Please identify every line in the material below that contains the string "eyeglasses", and copy each of those lines.

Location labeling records
□ □ □ □ □ □ □
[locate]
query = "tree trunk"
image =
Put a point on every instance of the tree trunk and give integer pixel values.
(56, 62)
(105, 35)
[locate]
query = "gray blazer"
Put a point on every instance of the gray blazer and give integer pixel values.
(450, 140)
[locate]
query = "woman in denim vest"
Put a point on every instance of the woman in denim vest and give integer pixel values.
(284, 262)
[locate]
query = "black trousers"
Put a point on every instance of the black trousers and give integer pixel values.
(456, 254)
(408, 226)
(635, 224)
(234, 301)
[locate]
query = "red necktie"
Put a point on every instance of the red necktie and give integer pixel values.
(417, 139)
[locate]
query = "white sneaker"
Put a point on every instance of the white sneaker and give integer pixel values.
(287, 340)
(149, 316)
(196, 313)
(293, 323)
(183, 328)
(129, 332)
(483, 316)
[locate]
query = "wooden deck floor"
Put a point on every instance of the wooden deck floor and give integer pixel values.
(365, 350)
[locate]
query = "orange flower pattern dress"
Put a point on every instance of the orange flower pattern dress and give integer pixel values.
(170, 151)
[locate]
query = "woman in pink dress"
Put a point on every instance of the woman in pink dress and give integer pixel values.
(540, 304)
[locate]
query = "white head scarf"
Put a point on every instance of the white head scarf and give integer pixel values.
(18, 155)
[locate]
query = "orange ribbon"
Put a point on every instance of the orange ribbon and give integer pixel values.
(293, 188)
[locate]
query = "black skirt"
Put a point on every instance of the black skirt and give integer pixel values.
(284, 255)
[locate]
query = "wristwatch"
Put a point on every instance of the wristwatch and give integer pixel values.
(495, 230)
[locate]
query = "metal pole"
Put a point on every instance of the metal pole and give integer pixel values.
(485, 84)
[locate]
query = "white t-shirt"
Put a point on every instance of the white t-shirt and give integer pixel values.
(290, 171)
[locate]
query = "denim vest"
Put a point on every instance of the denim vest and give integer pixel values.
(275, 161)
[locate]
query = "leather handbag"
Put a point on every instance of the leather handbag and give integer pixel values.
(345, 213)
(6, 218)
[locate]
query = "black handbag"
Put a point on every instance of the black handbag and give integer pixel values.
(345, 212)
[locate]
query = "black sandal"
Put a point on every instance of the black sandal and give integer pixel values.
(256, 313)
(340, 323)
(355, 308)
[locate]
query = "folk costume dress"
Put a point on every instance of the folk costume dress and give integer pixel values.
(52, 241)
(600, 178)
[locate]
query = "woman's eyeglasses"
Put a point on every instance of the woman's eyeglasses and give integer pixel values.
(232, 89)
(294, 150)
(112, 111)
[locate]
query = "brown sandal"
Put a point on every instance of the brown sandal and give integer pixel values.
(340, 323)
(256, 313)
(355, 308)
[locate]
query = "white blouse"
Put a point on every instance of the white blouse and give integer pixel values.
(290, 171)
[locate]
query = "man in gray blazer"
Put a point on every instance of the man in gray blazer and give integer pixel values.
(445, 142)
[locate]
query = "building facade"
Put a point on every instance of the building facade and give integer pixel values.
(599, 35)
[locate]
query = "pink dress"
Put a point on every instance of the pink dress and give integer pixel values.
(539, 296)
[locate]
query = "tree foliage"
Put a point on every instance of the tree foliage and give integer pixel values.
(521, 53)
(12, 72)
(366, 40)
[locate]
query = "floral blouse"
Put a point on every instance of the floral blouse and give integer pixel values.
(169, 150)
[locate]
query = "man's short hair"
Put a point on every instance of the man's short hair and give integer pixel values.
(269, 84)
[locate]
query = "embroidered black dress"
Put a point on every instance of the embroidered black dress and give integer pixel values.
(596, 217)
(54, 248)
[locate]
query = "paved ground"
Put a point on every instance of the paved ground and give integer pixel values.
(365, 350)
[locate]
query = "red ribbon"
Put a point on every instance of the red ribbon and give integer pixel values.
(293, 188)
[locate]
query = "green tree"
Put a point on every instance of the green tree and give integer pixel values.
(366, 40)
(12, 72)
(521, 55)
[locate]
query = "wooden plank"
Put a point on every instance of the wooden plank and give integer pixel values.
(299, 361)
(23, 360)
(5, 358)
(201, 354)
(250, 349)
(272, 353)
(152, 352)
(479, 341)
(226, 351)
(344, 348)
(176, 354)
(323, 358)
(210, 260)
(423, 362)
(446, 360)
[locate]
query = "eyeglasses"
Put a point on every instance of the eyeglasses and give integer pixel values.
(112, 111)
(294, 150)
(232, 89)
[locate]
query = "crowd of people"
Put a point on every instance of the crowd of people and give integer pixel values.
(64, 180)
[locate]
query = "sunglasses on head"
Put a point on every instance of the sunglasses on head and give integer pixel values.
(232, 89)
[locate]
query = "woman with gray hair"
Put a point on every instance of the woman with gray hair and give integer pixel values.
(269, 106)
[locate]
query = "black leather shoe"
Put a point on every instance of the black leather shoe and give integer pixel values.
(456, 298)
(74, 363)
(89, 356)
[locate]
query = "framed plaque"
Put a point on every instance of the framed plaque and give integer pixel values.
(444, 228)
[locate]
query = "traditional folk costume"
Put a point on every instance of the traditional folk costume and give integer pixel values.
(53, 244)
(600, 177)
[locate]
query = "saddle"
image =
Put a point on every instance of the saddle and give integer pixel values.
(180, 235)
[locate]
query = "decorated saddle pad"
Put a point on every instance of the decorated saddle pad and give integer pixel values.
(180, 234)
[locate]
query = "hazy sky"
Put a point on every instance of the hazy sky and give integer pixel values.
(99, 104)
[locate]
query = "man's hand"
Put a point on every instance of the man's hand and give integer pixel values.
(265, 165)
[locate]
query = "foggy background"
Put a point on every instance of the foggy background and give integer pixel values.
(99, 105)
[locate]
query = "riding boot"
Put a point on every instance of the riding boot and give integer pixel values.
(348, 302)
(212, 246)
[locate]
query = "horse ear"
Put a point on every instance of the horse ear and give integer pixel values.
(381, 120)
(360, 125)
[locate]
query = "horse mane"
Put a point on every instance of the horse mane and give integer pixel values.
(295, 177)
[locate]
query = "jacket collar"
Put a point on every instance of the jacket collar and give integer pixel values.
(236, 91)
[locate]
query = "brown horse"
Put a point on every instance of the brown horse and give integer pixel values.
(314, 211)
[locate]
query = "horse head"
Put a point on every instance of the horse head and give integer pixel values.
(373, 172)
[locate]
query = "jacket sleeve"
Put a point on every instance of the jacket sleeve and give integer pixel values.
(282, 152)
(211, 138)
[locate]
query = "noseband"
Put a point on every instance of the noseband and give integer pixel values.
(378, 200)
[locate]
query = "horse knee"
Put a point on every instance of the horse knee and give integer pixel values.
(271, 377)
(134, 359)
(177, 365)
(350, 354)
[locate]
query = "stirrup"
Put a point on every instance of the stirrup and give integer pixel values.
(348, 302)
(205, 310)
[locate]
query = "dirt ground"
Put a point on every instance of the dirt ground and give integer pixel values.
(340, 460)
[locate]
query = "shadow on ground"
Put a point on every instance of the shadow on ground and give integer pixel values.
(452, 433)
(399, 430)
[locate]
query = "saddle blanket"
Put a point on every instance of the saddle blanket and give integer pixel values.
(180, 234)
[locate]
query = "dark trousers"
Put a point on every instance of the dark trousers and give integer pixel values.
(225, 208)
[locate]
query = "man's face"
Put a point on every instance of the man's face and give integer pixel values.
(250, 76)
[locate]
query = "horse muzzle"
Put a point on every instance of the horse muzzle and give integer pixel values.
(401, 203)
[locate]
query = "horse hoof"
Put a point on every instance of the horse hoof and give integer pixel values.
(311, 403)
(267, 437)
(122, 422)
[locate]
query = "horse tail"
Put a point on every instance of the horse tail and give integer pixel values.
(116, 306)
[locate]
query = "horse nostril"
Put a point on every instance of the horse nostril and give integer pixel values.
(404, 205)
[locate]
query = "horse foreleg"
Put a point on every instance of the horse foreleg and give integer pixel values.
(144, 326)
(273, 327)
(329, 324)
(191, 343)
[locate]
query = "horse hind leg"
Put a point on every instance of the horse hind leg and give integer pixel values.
□ □ □ □ □ □ □
**The reply:**
query = "woman's eyeglasses"
Put a point on every instance of the woman's eyeglasses and give integer pixel values.
query = "eyeglasses"
Put a point on every instance of the eyeglasses and give integer pixel values.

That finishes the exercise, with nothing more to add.